Task to carry out: Transcribe the lines of the records word for word, starting with the line that contains "hiking shoe, one line per instance." and continuing through the end of the records.
▼
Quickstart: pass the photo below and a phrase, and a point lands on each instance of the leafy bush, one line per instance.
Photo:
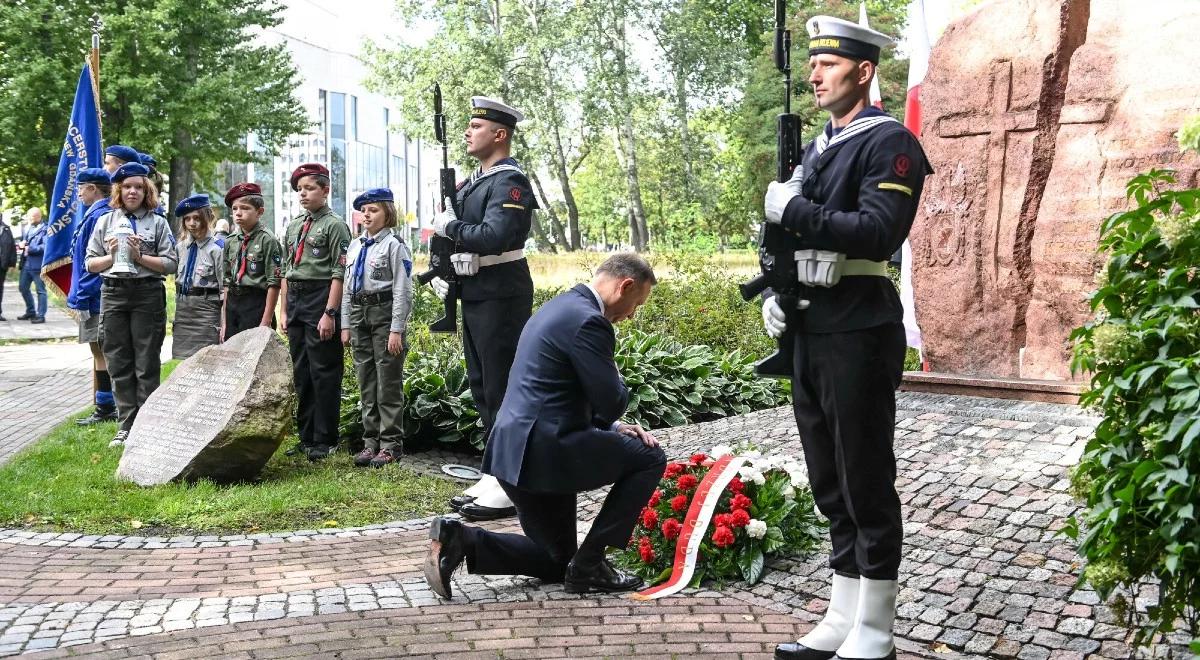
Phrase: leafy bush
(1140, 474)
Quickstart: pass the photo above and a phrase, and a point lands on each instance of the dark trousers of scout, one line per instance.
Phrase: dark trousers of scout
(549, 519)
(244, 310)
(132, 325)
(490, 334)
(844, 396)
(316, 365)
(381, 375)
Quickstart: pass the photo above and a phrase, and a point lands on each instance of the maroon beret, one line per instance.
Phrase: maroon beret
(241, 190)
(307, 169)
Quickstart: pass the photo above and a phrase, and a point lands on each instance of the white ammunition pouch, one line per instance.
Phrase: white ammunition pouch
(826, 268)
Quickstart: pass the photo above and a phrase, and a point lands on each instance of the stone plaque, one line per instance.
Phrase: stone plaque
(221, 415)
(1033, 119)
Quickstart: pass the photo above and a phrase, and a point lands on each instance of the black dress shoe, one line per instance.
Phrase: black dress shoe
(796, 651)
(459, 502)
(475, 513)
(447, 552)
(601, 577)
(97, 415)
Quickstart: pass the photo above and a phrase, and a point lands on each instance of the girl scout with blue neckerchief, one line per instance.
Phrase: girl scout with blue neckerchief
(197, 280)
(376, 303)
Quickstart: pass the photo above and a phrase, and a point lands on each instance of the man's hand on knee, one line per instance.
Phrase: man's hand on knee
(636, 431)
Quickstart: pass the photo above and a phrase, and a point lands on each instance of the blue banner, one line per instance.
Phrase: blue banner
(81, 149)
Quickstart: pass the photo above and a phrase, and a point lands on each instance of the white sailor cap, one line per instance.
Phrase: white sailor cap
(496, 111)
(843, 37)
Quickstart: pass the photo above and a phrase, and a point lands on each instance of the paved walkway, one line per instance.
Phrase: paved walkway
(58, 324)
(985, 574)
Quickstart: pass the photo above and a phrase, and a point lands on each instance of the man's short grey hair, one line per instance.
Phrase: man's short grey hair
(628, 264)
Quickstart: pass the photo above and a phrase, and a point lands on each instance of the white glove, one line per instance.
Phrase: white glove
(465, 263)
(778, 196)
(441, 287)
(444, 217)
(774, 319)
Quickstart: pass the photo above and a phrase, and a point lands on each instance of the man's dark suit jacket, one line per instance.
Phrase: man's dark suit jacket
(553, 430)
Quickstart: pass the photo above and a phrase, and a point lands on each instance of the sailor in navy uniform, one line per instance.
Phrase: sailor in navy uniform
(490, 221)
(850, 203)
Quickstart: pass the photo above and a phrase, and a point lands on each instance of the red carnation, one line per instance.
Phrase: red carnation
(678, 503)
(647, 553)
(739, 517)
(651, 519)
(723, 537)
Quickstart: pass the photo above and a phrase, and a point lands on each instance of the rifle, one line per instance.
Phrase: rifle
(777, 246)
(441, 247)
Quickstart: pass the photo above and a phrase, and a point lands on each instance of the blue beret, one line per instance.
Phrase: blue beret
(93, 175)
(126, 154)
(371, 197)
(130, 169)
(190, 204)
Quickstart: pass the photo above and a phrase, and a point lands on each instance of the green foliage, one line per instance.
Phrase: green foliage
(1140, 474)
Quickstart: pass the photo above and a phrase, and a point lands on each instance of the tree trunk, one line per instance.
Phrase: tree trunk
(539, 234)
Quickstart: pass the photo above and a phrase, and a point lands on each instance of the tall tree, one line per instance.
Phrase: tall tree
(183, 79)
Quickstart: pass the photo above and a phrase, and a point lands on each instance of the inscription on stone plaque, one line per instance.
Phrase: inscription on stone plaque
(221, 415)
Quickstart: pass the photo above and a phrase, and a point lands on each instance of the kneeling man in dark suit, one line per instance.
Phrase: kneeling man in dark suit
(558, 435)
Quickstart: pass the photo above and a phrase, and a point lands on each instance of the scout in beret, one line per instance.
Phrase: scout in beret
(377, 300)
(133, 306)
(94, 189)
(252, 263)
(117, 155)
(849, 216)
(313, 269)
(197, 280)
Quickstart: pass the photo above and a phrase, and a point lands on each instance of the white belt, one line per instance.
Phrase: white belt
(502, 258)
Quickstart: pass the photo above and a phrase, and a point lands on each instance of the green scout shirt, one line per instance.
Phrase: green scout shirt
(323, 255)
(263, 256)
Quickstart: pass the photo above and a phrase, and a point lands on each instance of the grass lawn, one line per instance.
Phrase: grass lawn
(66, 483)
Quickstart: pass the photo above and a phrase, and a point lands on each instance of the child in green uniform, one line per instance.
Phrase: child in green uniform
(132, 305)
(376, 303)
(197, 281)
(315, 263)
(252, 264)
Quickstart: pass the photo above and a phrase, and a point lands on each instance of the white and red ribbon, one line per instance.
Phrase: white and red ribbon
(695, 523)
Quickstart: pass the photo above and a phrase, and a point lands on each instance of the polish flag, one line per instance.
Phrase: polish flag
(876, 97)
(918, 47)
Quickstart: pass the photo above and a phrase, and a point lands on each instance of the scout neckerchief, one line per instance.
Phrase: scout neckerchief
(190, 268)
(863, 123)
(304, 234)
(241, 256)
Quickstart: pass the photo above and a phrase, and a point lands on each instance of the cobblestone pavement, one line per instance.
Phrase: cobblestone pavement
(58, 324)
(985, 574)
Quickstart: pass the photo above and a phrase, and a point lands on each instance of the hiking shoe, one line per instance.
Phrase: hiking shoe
▲
The reply:
Quickstart: pass the photo above and a phrase, and a point lands on each instance of the hiking shoe, one line per instance.
Phrase: hiking shoe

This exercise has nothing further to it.